— Work instruction —
Leaving out the pictures, please retype each record exactly.

Natural-language object grounding data:

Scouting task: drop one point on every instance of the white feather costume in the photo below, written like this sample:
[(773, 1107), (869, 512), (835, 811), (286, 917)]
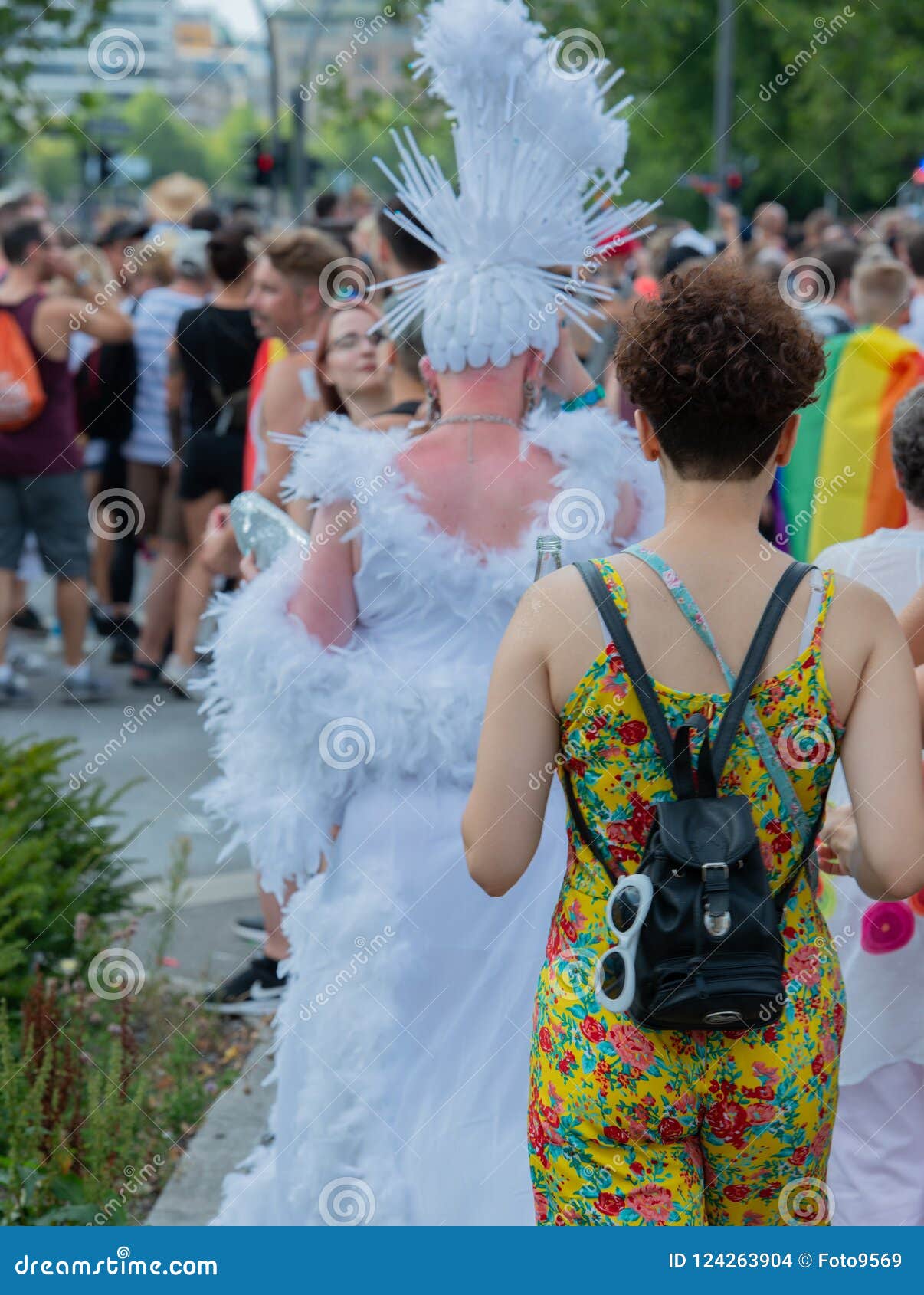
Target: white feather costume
[(404, 1035)]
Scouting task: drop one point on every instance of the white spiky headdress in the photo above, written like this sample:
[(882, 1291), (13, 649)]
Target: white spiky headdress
[(539, 161)]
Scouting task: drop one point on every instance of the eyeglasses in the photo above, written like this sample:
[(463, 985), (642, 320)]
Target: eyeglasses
[(615, 972), (349, 341)]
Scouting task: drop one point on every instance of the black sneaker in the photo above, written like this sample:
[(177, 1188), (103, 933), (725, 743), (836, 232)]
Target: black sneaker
[(251, 929), (16, 692), (255, 991), (30, 622), (84, 690)]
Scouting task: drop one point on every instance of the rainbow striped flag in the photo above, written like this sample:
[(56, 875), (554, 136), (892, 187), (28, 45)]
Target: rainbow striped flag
[(840, 482)]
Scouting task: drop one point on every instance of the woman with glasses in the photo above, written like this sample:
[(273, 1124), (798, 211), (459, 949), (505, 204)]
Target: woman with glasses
[(353, 369), (628, 1123), (404, 1032)]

— Solution to this problem —
Scouting task: drop one point on every instance of the white feather costume in the photo below, written like this sample:
[(773, 1107), (869, 512), (835, 811), (286, 917)]
Target: white feather costume
[(404, 1035)]
Scouting task: drop one point on every instance of the white spiky headdress in the photo above, written like this sample:
[(882, 1291), (13, 649)]
Target: white spiky headdress
[(539, 161)]
Scouting task: drop one point on every instance of the eyeglasses in the photo above, written like this sample:
[(463, 985), (642, 320)]
Target: eyeglasses
[(615, 972), (349, 341)]
Scouting task: drop one point on every instance of the black sneaker in the photo above, written like this sample:
[(177, 1188), (103, 933), (725, 743), (836, 232)]
Target: black sneaker
[(251, 929), (16, 692), (255, 991), (30, 622), (84, 690)]
Scouting task: drop one point on every instance of the rainbow striped flag in the photo above, written like this sample:
[(56, 875), (554, 136), (892, 187), (28, 45)]
Target: rainbow striped flag
[(840, 482)]
Scouting task: drop one point on every instance of the woman with glasses in the photo above, written like this sample:
[(273, 1124), (798, 211), (459, 949), (505, 204)]
Target: woman with glasses
[(353, 369), (628, 1123), (404, 1032)]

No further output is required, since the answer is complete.